Stated problem:
Reproduce the items between the lines holding "object_query = upper lip" and "left=196, top=346, right=313, bottom=359", inclusive, with "result" renamed to "boxes" and everything else left as it is.
[START OF Data extract]
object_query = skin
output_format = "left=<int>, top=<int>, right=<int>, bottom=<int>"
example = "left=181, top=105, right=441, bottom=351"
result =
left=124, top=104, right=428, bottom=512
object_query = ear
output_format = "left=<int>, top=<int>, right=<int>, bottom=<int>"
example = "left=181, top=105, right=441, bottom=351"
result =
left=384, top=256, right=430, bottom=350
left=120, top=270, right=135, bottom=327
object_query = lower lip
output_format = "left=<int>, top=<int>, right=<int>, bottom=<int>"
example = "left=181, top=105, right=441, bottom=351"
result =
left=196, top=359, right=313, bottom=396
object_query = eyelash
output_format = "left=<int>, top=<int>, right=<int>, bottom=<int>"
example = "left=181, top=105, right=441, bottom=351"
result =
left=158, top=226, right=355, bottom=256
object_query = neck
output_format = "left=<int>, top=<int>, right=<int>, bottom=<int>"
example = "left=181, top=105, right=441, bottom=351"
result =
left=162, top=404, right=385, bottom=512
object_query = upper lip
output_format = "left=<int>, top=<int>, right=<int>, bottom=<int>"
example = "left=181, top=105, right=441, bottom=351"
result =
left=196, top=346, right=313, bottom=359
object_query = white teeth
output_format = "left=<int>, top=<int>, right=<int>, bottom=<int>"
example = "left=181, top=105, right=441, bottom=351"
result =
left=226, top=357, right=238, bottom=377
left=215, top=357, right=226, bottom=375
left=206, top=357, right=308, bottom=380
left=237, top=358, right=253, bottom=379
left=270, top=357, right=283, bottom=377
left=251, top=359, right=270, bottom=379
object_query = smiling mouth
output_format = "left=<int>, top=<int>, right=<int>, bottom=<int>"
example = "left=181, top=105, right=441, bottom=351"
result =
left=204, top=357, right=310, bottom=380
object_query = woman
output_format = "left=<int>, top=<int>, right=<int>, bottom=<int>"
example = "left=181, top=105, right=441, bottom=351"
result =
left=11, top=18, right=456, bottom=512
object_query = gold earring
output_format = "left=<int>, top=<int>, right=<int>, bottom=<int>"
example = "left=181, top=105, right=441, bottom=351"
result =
[END OF Data extract]
Solved exercise:
object_query = upper lip
output_format = "left=<int>, top=<int>, right=<int>, bottom=<int>"
example = "left=181, top=105, right=441, bottom=351"
boxes =
left=196, top=346, right=313, bottom=359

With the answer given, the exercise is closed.